Saved data entries
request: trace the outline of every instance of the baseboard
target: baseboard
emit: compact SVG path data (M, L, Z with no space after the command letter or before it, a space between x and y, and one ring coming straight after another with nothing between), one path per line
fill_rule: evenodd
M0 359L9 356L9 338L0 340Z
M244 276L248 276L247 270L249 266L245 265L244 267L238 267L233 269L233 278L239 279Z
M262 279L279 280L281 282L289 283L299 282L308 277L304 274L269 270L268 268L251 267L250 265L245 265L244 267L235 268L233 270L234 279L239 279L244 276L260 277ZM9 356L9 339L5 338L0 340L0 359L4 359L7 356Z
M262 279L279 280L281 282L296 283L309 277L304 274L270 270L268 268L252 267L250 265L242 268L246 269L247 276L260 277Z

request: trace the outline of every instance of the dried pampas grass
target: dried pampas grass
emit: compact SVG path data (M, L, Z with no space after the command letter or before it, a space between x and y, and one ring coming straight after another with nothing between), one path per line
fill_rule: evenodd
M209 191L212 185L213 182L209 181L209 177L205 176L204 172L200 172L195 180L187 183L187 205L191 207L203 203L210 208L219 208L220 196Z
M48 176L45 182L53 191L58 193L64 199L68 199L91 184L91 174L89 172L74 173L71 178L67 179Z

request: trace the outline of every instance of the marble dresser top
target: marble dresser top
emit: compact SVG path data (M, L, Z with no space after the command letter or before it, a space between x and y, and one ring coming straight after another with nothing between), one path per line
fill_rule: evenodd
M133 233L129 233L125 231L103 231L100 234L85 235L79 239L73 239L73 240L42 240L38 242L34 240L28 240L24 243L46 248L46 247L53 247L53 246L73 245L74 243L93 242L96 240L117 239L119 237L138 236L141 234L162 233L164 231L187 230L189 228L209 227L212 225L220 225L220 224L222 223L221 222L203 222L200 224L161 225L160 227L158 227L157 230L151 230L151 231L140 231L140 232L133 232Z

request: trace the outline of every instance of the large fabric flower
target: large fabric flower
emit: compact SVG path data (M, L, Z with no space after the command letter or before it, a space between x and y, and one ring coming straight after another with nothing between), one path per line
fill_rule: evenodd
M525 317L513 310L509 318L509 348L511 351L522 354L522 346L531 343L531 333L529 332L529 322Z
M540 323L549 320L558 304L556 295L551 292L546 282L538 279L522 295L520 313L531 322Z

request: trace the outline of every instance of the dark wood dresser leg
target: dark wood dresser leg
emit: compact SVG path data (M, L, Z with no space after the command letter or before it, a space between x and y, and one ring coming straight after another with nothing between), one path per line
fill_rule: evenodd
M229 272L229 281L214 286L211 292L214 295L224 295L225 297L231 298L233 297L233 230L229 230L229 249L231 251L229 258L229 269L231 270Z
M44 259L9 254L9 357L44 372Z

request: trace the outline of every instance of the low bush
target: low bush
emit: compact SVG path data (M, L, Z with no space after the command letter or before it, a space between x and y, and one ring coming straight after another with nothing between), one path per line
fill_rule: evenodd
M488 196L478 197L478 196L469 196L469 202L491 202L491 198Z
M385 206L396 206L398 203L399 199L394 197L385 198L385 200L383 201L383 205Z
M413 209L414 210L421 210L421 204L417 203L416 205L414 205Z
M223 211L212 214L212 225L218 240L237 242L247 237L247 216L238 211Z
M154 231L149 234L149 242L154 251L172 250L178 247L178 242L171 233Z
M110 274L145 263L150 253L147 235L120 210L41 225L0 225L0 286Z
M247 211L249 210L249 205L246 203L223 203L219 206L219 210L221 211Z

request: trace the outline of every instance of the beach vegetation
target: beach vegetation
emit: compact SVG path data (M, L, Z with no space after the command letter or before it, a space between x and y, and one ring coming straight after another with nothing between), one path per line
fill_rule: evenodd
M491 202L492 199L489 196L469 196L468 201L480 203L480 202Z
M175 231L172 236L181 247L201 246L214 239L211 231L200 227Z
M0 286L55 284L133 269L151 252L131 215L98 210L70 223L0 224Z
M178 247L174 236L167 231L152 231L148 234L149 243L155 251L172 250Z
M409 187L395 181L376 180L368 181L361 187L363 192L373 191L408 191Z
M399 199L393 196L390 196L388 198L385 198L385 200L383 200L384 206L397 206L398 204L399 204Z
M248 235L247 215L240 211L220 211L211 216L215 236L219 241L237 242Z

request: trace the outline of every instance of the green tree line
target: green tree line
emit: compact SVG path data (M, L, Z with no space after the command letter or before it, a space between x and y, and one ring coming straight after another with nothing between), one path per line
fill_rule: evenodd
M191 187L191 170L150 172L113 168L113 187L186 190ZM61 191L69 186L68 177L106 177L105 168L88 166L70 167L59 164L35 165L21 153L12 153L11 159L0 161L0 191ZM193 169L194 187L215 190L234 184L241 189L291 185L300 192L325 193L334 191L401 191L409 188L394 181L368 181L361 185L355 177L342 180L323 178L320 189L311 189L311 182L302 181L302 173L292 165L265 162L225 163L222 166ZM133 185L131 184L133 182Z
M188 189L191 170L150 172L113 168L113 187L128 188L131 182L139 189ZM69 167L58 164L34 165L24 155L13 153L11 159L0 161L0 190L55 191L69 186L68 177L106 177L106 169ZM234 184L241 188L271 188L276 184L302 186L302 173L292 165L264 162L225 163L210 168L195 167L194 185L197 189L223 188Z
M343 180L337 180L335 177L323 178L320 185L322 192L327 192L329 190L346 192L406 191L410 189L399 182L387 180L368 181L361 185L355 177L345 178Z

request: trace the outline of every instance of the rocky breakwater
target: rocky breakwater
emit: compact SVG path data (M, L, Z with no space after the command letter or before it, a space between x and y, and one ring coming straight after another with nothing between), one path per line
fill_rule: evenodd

▶ _WHAT IS EXPECTED_
The records above are to be duplicated in full and exactly.

▶ _ANSWER AREA_
request: trace the outline of every instance of the baseboard
target: baseboard
emit: compact SVG path data (M, L, Z with no space after the command letter or before it, a space between x and y, and one ring coming straight after another with nothing between), one path per line
fill_rule: evenodd
M0 359L9 356L9 338L0 340Z
M244 276L248 276L247 270L249 266L245 265L244 267L238 267L233 269L233 278L239 279Z
M262 279L279 280L281 282L289 283L299 282L308 277L304 274L269 270L268 268L251 267L250 265L245 265L244 267L235 268L233 270L234 279L239 279L244 276L260 277ZM9 356L9 339L5 338L0 340L0 359L4 359L7 356Z
M262 279L279 280L281 282L296 283L309 277L304 274L270 270L268 268L252 267L250 265L242 268L246 269L247 276L260 277Z

request: trace the outline of every instance of the dried pampas grass
target: dried pampas grass
emit: compact SVG path data (M, L, Z with no space after the command letter or before it, a space between x and y, and one ring coming straight after another with nothing between), one path per line
fill_rule: evenodd
M209 191L212 185L213 182L209 181L209 177L205 176L204 172L200 172L195 180L187 183L187 205L191 207L203 203L210 208L219 208L220 196Z
M48 176L45 182L53 191L58 193L64 199L68 199L91 184L91 174L89 172L74 173L71 178L67 179Z

request: trace the outline of every instance of the marble dresser top
target: marble dresser top
emit: compact SVG path data (M, L, Z with no space after the command letter or before it, a space between x and y, and one ring coming straight after another with nothing between), one path per line
fill_rule: evenodd
M133 233L129 233L125 231L103 231L100 234L85 235L79 239L73 239L73 240L42 240L38 242L34 240L28 240L24 243L46 248L46 247L53 247L53 246L73 245L74 243L93 242L96 240L117 239L119 237L138 236L141 234L162 233L164 231L187 230L189 228L209 227L212 225L220 225L220 224L222 223L221 222L203 222L200 224L161 225L160 227L158 227L157 230L151 230L151 231L140 231L140 232L133 232Z

request: trace the outline of every instance of the large fabric flower
target: large fabric flower
emit: compact SVG path data (M, L, Z with no space after the command letter or before it, a space between x and y, and one ring coming straight after another with nothing between), one path per line
fill_rule: evenodd
M525 317L513 310L509 318L509 348L511 351L522 354L522 346L531 343L531 333L529 332L529 322Z
M540 323L549 320L558 304L556 295L551 292L546 282L538 279L522 295L520 313L531 322Z

request: trace the outline of every instance of the dark wood dresser leg
target: dark wood dresser leg
emit: compact SVG path data (M, L, Z with no space after the command letter or before it, a space between x and y, and one ring coming straight after another with nothing between), one path per line
fill_rule: evenodd
M229 272L229 281L214 286L211 292L214 295L224 295L225 297L231 298L233 297L233 230L229 230L229 249L231 251L229 258L229 269L231 270Z
M44 259L9 254L9 357L44 372Z

request: trace the outline of every instance of the low bush
target: low bush
emit: compact SVG path data (M, L, Z with no space after the command letter or before it, a space between x and y, and one ring coming straight after another with nothing between), one path per line
fill_rule: evenodd
M488 196L478 197L478 196L469 196L469 202L491 202L491 198Z
M385 206L396 206L398 203L399 199L394 197L385 198L385 200L383 201L383 205Z
M413 209L414 210L421 210L421 204L417 203L416 205L414 205Z
M223 211L212 214L212 225L218 240L237 242L247 237L247 216L238 211Z
M154 231L149 234L149 242L154 251L172 250L178 247L178 242L171 233Z
M110 274L145 263L150 253L147 235L120 210L41 225L0 225L0 286Z
M247 211L249 210L249 205L246 203L223 203L219 206L219 210L221 211Z

request: trace the outline of every instance of the beach vegetation
target: beach vegetation
emit: compact SVG path data (M, L, Z with no space after the command letter or before it, a space between x and y, and one ring coming straight after another with nothing between), one path per line
fill_rule: evenodd
M491 202L492 199L489 196L469 196L468 201L480 203L480 202Z
M175 231L172 236L181 247L201 246L214 239L211 231L200 227Z
M0 286L55 284L133 269L151 252L131 215L98 210L70 223L0 224Z
M178 247L174 236L167 231L152 231L148 234L149 243L155 251L172 250Z
M409 187L395 181L376 180L368 181L361 187L363 192L373 191L408 191Z
M399 199L393 196L390 196L388 198L385 198L385 200L383 200L384 206L397 206L398 204L399 204Z
M248 235L247 215L240 211L220 211L211 216L215 236L219 241L237 242Z

request: trace the outline of every instance of the green tree line
target: green tree line
emit: compact SVG path data (M, L, Z with no space after the command letter or before it, a space between x and y, and one ring coming straight after another with nothing between), one path per line
fill_rule: evenodd
M191 187L191 170L150 172L113 168L113 187L186 190ZM61 191L69 186L68 177L106 177L105 168L88 166L70 167L59 164L35 165L21 153L12 153L11 159L0 161L0 191ZM193 169L194 187L215 190L234 184L241 189L291 185L300 192L325 193L334 191L401 191L409 188L394 181L368 181L361 185L355 177L342 180L323 178L320 189L311 189L311 182L302 181L302 173L292 165L265 162L225 163L222 166ZM133 185L131 184L133 182Z
M188 189L191 170L150 172L113 168L113 187L128 188L131 182L139 189ZM69 167L58 164L34 165L24 155L13 153L11 159L0 161L0 190L55 191L69 186L68 177L106 177L106 169ZM234 184L241 188L271 188L276 184L302 186L302 173L292 165L264 162L225 163L210 168L195 167L194 185L197 189L223 188Z
M343 180L337 180L335 177L323 178L320 185L322 192L327 192L329 190L346 192L406 191L410 189L399 182L387 180L368 181L361 185L355 177L345 178Z

request: trace the outline of every instance of the rocky breakwater
target: rocky breakwater
emit: compact SVG path data (M, L, Z with no space after the command letter or before it, a space between x and y, and one ring coming straight after another with nothing between), one path per line
fill_rule: evenodd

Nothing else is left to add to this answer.